(Beginning of Excerpt)

Medical Innovation Exchange

FDA hits Renovo with warning letter over reprocessed medical devices

Dive Brief:

  • Renovo received a warning letter in October for supplying reprocessed medical devices without seeking 510(k) clearance from the Food and Drug Administration.
  • The letter, which the FDA published Tuesday, accuses Renovo of providing reprocessed models other than the ones covered by its 510(k) clearances. Renovo failed to evaluate how cleaning and re-sterilization of the additional models could affect performance and reliability.
  • FDA inspectors also identified problems with Renovo’s approach to air particulate sampling that prompted warnings about the failure to establish control procedures.

Dive Insight:

Renovo cleans medical devices that have been used in procedures such as the ablation of soft tissue for reuse. Renovo has multiple 510(k) clearances that permit the company to supply reprocessed versions of devices such as Depuy Mitek Ablation Wands and Ethicon Bladeless Trocars.  

The problem, according to the FDA, is that Renovo has reprocessed models that are outside of the scope of its 510(k) clearances. Discussing the clearance for Arthrocare Ablation Wands, the FDA accused Renovo of reprocessing devices that have “smaller diameter shafts, smaller diameters lumens, and smaller tip elements” than the models included in the 510(k). 

“They present a more challenging scenario for cleaning and re-sterilization compared to the designs of the OEM models that were included in [the 510(k)],” the FDA wrote. “Your company did not evaluate how cleaning and re-sterilization of the additional OEM models with different designs could affect the performance specifications and reliability.” 

The warning letter discusses five 510(k) clearances. In each case, the FDA said Renovo added models that were not included in the clearance without evaluating how the different designs could affect the performance of reprocessed devices. 

FDA officials also highlighted breaches of current good manufacturing practice requirements. Inspectors found Renovo had not yet set acceptable levels for air particulate in a room where it reprocessed devices. The agency also accused Renovo of failing to assess if a potential issue with an air compressor system affected its product.

Renovo sent a response to the air particulate testing issues in June 2023, weeks after the FDA identified the problems on its inspection of the facility. The FDA said the response “appears to be adequate” and used the warning letter to tell Renovo that it will need to perform a follow-up inspection to assess the corrections.

(End of Excerpt)
(Beginning of Source information)

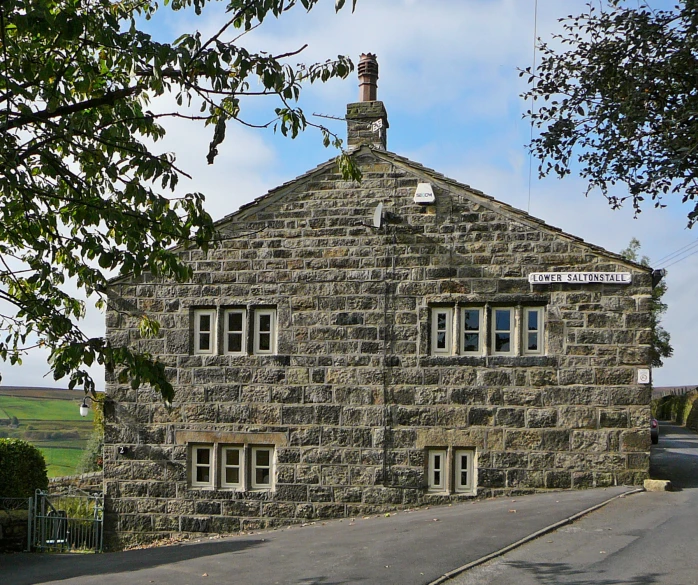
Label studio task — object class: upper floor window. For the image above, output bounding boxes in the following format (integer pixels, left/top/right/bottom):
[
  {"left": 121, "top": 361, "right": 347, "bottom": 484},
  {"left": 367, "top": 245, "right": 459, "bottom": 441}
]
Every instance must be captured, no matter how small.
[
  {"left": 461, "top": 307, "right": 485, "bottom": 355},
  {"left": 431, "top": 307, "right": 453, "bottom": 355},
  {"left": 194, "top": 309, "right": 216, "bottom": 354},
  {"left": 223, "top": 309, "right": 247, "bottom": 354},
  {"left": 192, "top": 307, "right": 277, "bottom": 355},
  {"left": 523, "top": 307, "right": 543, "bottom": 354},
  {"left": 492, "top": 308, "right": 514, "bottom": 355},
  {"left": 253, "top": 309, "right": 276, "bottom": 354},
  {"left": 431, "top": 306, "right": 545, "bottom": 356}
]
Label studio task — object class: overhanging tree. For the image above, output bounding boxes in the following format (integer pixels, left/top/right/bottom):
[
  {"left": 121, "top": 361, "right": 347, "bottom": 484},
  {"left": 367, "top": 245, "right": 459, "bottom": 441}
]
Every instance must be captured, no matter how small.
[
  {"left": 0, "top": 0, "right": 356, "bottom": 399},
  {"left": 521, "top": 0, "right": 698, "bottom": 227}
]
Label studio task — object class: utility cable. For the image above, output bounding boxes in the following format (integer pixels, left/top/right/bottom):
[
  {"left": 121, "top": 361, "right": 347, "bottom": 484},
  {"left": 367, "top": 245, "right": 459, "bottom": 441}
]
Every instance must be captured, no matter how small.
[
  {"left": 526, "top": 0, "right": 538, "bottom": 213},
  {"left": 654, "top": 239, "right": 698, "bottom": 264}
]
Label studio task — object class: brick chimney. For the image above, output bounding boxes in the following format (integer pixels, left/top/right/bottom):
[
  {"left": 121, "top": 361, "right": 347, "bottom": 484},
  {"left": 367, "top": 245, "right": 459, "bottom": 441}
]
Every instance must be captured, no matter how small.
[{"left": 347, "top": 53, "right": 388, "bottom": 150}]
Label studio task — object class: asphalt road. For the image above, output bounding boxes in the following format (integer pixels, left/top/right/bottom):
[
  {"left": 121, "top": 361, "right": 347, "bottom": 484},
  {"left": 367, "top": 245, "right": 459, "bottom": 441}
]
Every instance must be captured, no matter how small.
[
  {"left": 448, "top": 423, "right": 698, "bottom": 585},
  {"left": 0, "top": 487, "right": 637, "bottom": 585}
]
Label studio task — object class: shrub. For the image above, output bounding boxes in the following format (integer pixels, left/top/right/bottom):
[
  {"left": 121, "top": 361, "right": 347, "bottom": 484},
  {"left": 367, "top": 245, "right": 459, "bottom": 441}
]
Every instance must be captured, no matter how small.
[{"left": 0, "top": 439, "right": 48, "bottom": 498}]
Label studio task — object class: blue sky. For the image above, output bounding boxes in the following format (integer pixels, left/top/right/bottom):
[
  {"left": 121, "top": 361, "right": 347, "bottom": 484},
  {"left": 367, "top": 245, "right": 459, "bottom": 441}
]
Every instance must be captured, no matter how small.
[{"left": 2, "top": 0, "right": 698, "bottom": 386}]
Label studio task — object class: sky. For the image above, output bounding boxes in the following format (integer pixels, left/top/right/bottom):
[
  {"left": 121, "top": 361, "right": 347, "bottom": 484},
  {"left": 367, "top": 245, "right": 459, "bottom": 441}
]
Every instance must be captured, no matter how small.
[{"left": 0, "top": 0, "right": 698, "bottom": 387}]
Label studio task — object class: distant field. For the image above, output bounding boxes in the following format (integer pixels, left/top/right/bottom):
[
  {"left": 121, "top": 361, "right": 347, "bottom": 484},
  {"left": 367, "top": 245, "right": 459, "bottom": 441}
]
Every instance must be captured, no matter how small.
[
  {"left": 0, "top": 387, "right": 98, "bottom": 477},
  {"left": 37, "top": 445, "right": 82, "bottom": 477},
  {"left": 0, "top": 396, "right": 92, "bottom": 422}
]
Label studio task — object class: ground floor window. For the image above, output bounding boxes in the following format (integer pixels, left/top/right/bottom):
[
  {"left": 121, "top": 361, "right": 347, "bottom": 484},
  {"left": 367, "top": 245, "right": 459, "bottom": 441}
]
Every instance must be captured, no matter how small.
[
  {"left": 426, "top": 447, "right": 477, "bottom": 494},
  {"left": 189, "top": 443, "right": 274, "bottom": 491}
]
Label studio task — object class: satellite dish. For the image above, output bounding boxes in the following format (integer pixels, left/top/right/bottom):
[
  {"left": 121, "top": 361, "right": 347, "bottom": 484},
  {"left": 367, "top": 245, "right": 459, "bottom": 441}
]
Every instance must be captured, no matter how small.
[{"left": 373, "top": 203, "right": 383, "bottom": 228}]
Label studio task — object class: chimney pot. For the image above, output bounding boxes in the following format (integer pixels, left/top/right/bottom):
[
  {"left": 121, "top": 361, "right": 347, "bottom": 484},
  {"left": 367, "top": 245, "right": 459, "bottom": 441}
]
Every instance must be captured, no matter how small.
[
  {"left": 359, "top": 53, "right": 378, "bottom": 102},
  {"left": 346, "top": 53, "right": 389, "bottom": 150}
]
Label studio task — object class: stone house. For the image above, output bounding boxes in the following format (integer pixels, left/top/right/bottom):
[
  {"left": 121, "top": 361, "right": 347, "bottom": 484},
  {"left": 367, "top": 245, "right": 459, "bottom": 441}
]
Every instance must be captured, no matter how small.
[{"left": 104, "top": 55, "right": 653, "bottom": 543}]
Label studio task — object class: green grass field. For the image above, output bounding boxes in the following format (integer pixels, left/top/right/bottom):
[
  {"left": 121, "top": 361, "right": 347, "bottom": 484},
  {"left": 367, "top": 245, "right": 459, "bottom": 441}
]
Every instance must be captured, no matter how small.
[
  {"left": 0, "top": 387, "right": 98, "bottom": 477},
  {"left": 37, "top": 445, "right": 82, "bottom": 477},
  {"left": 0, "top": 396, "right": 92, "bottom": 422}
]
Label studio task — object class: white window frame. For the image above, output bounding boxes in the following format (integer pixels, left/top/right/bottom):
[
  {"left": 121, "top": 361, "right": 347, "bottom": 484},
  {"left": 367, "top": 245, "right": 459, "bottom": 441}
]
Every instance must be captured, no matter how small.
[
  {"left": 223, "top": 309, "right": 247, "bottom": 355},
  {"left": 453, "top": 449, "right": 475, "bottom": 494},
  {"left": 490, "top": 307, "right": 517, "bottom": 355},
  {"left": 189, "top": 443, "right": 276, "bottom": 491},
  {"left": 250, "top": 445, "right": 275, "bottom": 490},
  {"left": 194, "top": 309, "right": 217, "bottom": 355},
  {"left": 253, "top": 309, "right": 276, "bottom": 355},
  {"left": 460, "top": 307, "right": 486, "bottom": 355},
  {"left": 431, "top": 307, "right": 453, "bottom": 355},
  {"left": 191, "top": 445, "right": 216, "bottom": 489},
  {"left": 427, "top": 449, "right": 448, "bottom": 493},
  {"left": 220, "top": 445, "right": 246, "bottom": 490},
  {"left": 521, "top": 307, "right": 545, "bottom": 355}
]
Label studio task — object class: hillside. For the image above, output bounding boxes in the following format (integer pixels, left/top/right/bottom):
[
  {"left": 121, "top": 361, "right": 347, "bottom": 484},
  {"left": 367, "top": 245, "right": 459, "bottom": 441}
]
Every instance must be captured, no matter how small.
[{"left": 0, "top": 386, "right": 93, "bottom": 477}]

(End of Source information)

» Required actions:
a. Write out the Renovo article from "FDA officials also" up to and including "assess the corrections.".
b. In the Renovo article, how many 510(k) clearances does the FDA's warning letter discuss?
Use only the Renovo article, not the items.

» Outputs in order:
a.
FDA officials also highlighted breaches of current good manufacturing practice requirements. Inspectors found Renovo had not yet set acceptable levels for air particulate in a room where it reprocessed devices. The agency also accused Renovo of failing to assess if a potential issue with an air compressor system affected its product.

Renovo sent a response to the air particulate testing issues in June 2023, weeks after the FDA identified the problems on its inspection of the facility. The FDA said the response “appears to be adequate” and used the warning letter to tell Renovo that it will need to perform a follow-up inspection to assess the corrections.

b. Five.